**Available records**
_ _ _ _ _ _ _
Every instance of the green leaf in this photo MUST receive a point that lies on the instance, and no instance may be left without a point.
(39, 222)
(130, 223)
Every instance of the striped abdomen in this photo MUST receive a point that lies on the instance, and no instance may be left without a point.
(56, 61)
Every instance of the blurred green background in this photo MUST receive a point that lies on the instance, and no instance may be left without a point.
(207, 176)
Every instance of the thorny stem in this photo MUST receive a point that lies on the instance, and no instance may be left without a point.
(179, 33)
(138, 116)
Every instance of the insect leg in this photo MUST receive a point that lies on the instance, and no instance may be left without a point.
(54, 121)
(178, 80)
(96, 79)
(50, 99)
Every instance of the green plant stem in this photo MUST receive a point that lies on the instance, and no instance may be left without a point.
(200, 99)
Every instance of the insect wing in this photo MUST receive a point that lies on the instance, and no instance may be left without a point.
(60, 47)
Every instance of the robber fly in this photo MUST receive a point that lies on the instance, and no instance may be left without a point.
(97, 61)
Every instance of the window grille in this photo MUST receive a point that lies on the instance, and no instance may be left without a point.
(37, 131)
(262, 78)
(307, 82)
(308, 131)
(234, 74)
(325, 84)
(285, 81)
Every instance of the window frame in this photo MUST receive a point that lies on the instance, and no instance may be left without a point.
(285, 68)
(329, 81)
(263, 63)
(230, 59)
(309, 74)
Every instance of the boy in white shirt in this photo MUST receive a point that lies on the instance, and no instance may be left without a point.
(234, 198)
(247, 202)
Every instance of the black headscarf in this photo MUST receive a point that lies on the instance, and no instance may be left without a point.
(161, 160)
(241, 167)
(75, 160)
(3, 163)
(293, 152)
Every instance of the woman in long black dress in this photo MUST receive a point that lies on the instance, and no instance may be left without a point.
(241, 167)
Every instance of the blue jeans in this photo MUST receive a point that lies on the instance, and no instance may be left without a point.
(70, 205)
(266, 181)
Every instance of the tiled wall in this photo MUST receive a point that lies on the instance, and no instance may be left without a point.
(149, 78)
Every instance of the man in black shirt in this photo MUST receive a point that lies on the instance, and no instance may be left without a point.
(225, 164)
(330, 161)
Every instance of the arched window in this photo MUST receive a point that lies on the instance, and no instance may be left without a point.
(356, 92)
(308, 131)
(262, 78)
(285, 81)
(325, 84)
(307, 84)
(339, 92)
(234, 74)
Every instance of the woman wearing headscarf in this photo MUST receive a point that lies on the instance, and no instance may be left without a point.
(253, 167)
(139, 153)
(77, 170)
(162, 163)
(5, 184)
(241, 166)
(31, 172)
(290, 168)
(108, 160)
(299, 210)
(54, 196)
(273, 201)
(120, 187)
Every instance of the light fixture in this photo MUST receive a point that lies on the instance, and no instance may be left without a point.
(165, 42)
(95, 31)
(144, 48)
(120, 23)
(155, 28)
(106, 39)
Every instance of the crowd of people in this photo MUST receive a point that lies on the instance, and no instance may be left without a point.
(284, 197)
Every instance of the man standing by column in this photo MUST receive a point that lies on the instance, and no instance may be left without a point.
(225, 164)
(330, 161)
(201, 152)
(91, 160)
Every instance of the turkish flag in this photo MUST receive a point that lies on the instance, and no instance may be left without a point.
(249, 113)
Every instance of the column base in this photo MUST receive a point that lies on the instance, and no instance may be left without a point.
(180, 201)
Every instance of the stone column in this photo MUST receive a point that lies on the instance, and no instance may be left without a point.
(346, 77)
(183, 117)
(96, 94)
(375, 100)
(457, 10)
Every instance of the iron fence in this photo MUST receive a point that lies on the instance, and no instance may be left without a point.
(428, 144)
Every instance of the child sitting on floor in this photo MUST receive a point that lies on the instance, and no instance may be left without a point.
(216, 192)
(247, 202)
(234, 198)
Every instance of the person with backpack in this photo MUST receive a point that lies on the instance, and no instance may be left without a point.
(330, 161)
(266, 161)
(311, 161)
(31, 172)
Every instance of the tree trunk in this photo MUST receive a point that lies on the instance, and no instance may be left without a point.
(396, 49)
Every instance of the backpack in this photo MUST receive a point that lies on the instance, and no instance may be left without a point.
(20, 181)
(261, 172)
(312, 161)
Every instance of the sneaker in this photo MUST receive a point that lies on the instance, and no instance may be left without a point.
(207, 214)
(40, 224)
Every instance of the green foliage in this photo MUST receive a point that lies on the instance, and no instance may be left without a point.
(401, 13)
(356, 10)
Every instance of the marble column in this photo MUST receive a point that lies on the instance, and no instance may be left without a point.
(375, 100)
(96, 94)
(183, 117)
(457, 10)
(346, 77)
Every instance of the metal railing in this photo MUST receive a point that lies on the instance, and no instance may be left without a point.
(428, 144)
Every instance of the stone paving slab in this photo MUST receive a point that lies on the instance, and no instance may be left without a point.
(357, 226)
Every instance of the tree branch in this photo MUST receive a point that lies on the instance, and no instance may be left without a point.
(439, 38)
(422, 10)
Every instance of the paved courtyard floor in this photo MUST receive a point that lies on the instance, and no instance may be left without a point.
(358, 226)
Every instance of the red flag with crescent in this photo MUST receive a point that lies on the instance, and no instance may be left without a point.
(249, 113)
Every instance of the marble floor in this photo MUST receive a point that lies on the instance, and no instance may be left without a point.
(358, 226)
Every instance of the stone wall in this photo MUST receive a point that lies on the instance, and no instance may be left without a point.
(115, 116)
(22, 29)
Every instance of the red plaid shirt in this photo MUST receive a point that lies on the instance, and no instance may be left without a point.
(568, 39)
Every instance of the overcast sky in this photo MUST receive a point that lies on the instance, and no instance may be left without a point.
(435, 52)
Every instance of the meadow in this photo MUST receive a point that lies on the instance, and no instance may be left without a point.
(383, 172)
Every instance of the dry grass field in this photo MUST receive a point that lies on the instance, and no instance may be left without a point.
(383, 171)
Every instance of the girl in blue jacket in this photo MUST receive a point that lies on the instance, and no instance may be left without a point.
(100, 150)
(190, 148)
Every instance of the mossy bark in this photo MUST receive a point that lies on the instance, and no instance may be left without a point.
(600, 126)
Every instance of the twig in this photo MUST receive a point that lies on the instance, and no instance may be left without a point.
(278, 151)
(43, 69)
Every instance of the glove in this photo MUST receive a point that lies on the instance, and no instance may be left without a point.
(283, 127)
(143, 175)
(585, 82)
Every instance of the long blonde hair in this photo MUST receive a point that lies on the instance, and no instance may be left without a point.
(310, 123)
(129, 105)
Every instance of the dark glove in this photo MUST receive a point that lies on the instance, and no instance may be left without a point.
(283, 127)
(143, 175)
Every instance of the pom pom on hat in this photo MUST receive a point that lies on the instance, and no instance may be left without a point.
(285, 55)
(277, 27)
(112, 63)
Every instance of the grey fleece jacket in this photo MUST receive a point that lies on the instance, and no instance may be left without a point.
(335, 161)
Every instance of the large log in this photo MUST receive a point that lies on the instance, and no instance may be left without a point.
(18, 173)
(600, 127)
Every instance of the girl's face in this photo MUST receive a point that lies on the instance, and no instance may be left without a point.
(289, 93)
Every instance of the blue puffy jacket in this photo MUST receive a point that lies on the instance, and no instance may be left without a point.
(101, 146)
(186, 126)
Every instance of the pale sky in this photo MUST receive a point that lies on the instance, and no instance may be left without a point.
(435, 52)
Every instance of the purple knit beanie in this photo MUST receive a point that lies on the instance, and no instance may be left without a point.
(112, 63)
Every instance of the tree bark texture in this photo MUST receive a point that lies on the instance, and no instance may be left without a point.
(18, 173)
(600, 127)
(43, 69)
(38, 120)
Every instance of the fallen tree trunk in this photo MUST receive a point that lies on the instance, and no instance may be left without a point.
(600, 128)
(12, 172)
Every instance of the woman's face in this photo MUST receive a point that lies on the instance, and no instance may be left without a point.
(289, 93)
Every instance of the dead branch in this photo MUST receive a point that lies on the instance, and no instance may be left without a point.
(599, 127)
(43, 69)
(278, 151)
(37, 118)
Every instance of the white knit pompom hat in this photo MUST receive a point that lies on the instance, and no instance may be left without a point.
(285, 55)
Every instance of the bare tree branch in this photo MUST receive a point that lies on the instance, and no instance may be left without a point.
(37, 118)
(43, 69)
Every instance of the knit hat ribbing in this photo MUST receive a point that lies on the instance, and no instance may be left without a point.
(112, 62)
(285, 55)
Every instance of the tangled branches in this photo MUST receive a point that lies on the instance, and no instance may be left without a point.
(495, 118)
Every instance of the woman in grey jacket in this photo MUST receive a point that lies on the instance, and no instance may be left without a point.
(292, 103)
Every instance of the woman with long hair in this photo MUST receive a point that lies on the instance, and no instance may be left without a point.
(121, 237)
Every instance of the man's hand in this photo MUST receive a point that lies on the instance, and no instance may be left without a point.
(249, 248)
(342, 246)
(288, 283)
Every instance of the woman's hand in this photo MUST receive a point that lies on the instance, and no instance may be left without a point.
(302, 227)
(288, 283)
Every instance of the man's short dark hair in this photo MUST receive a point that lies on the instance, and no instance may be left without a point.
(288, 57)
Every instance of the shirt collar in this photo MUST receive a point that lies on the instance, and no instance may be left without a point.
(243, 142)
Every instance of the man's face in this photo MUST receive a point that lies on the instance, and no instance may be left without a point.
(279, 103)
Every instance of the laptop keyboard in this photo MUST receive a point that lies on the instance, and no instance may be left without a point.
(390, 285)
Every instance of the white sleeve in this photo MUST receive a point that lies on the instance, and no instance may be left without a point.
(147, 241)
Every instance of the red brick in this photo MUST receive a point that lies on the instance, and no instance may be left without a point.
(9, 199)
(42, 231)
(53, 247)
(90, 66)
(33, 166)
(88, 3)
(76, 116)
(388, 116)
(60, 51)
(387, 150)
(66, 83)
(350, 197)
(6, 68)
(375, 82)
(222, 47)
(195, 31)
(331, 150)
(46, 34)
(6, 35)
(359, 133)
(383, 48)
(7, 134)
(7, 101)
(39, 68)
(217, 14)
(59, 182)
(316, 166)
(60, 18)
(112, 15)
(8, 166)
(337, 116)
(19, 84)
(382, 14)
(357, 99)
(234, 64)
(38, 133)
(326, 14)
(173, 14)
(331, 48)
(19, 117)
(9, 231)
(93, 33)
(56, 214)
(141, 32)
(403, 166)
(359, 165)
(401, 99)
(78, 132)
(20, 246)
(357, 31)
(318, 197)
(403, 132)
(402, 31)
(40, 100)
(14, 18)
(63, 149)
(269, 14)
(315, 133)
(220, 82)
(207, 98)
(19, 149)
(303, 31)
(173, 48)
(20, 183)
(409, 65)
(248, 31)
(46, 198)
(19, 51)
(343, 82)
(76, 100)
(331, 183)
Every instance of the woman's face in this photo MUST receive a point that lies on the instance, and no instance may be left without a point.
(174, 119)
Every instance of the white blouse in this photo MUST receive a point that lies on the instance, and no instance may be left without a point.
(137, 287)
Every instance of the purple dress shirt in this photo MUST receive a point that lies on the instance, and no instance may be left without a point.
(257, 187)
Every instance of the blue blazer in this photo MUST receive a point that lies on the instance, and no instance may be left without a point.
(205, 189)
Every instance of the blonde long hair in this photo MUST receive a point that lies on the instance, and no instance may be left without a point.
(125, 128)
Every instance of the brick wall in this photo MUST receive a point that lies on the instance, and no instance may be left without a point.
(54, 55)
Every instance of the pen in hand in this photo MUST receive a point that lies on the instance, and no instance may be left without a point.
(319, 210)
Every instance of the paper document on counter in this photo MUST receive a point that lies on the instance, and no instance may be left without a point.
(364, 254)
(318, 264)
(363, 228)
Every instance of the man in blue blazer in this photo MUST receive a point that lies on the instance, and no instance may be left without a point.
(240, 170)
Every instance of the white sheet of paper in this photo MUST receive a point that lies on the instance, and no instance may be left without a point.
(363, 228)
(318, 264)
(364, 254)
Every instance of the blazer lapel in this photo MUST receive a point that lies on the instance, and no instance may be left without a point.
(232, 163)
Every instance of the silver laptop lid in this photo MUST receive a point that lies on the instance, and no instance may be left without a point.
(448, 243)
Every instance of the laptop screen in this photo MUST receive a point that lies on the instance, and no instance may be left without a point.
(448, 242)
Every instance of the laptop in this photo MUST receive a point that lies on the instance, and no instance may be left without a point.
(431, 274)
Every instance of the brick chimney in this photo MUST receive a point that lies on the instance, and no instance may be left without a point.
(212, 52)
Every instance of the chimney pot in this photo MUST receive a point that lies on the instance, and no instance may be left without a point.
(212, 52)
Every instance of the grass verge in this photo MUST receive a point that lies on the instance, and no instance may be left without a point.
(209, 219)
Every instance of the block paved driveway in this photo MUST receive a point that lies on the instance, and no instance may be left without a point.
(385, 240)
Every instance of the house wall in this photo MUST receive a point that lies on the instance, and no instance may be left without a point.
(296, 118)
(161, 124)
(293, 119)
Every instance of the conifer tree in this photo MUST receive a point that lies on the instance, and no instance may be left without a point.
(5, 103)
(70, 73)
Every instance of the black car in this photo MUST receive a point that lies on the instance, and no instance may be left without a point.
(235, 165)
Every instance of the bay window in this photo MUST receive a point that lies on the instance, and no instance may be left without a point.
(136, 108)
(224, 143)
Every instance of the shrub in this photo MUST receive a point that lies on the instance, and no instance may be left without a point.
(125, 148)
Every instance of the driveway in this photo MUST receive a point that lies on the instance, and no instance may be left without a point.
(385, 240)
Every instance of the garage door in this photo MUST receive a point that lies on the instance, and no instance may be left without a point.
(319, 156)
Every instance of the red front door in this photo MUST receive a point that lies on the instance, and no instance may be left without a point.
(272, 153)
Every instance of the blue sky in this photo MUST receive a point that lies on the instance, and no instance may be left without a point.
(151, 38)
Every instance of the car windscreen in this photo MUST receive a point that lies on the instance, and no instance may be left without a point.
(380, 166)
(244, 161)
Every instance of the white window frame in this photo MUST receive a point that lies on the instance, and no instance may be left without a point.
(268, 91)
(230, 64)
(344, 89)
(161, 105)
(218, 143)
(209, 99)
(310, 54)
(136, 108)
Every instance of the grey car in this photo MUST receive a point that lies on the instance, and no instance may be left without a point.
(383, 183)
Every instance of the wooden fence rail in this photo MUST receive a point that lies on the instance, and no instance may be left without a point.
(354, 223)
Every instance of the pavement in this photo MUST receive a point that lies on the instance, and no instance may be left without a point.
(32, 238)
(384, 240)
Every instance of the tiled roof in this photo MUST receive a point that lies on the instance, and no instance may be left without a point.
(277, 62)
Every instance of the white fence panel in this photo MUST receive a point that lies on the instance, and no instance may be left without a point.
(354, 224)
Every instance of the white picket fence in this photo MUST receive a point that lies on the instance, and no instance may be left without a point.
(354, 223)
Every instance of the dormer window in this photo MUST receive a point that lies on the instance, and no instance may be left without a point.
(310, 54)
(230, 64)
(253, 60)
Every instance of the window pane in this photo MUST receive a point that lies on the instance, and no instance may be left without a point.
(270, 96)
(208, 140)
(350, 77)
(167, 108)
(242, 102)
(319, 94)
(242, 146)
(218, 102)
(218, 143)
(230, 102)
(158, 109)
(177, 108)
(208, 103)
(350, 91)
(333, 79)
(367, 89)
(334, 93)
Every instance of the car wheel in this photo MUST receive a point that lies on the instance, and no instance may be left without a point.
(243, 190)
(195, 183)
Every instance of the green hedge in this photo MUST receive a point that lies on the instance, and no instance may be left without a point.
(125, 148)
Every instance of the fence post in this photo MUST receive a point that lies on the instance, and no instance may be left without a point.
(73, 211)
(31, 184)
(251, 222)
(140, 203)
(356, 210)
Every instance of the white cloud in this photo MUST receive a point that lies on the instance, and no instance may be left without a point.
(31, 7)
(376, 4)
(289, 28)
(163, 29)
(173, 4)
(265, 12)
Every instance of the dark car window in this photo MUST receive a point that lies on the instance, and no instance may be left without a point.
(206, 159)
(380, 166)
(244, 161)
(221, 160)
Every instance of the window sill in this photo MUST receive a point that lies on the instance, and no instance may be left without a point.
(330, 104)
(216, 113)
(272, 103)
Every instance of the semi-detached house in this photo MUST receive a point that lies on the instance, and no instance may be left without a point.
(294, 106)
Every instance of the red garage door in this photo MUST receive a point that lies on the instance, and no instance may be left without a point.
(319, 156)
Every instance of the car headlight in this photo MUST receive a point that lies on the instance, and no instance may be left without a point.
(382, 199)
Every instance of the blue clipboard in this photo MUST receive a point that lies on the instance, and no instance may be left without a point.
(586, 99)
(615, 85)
_ _ _ _ _ _ _
**What is expected**
Reproduce verbatim every line of the data from the line containing "Every instance of the blue clipboard" up to and including the final line of the data.

**The answer**
Every instance of the blue clipboard in this photo MUST receive a point that lies on the instance, and no instance may be left without a point.
(586, 99)
(615, 85)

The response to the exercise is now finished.